* Prompt
List each line of the data that holds the string "white", please.

* Records to use
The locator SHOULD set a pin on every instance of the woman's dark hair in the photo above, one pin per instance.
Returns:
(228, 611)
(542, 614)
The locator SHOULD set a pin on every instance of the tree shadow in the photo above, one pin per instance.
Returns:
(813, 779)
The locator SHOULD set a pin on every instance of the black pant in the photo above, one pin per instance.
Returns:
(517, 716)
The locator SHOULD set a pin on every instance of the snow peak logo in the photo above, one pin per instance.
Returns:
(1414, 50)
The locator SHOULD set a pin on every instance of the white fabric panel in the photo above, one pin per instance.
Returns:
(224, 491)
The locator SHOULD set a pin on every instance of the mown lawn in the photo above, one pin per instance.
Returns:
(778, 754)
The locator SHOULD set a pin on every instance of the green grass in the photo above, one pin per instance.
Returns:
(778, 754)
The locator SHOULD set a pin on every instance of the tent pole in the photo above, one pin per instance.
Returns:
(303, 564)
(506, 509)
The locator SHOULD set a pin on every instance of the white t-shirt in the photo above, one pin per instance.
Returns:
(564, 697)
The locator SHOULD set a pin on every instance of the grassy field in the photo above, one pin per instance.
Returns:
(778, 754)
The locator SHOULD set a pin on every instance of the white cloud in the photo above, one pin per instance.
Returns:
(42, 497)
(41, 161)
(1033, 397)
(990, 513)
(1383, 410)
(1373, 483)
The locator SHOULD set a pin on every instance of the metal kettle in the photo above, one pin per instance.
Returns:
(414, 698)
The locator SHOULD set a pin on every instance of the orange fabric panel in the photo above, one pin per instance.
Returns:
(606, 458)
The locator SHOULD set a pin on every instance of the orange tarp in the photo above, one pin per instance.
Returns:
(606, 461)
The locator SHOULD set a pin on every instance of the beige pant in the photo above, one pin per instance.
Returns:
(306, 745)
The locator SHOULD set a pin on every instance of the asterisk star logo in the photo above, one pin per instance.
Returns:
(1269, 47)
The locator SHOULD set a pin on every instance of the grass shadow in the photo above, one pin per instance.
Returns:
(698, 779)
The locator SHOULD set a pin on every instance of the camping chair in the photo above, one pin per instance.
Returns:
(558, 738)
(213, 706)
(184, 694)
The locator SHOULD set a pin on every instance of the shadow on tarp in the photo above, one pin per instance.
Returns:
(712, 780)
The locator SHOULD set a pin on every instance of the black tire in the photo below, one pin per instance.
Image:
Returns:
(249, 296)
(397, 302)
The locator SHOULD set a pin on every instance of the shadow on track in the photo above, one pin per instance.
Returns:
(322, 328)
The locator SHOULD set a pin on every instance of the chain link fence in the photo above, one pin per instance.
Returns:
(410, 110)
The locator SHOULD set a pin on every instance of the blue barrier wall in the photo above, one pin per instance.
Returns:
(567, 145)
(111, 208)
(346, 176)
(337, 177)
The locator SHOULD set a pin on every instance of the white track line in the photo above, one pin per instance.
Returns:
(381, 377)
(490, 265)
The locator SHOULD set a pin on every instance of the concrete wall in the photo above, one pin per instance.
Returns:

* Written response
The locator SHOULD set a pin on every instance of the white fabric panel in the photo above, one pin per instance.
The locator SHOULD set a pin on every instance of the white t-shirt in the photo above, one pin per instance.
The locator SHOULD set a pin on every instance of the white cloud in the photo above, one pin per instance.
The locator SHOULD set a pin on every instance of the white track line in the photo above, one pin per instance.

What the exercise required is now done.